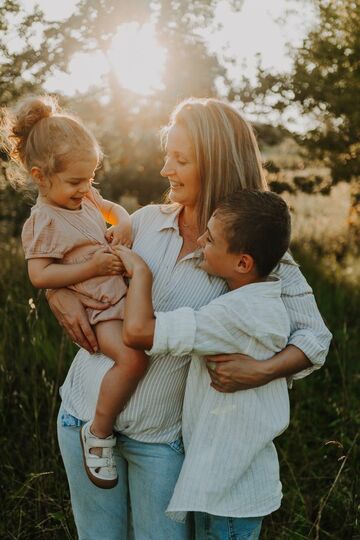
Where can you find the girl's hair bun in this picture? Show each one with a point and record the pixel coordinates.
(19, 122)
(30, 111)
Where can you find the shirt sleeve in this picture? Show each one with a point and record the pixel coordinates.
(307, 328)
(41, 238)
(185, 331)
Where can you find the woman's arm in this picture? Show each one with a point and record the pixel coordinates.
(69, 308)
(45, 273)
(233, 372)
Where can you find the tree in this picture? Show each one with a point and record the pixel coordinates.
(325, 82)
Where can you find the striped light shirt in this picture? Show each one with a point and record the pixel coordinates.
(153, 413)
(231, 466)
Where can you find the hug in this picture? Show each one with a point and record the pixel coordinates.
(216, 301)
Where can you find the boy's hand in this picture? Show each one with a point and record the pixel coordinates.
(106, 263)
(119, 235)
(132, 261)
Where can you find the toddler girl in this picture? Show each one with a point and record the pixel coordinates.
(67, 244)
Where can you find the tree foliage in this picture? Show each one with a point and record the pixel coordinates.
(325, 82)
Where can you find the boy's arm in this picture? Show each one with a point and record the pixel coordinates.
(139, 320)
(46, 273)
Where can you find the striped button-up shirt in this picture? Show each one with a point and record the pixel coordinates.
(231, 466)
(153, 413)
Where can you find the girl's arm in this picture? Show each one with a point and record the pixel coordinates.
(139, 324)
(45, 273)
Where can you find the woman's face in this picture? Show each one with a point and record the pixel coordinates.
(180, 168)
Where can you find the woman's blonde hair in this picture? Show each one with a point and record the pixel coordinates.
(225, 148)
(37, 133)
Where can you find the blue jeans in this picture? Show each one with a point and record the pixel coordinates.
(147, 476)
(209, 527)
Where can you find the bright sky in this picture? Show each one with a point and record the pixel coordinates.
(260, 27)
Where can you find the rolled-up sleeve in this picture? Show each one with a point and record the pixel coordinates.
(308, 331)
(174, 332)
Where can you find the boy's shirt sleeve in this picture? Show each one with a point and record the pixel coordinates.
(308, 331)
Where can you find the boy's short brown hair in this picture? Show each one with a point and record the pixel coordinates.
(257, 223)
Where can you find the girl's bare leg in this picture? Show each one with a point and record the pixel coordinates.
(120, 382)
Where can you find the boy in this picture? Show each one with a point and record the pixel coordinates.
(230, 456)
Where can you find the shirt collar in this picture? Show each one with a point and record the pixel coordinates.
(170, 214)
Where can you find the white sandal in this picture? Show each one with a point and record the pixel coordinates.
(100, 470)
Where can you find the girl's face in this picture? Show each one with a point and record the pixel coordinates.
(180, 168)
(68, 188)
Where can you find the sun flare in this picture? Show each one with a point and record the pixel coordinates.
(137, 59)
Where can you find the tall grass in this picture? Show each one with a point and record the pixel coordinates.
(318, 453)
════════════════
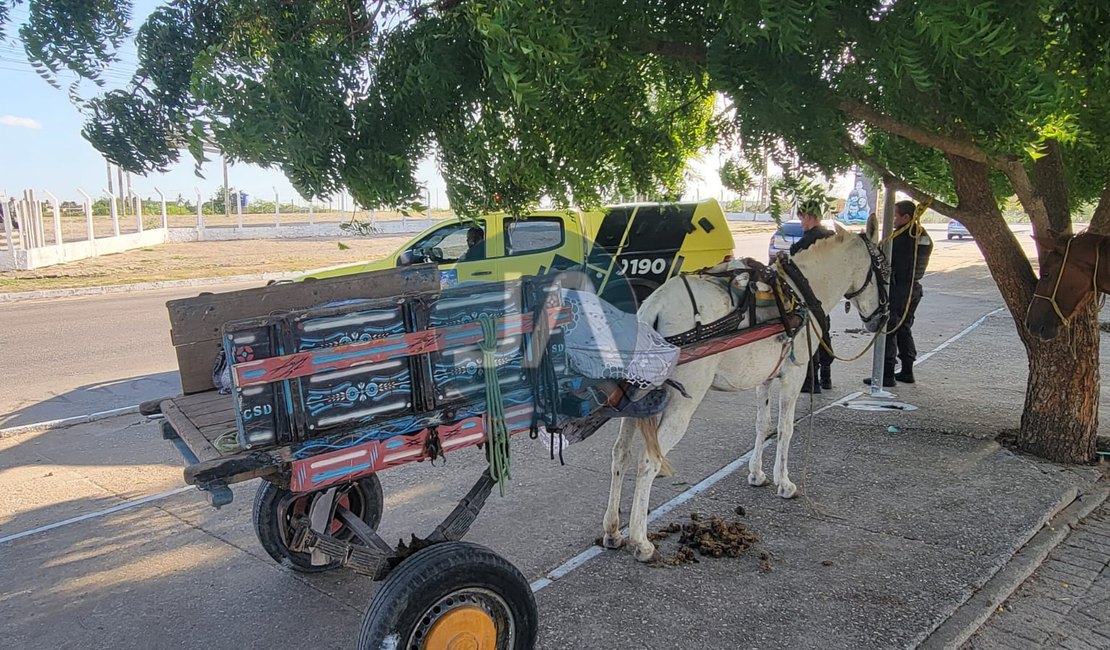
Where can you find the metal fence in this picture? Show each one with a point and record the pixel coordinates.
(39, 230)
════════════════
Task:
Please pick out each line in the records above that contains the word "striped" and copy those lines. Case counts.

Solution to this exercise:
Where can you find the striped light shirt in this picture? Show each one with a point and record the pixel coordinates.
Where can you find the striped button-up shirt in this picture? Show each one with a point and record the pixel coordinates.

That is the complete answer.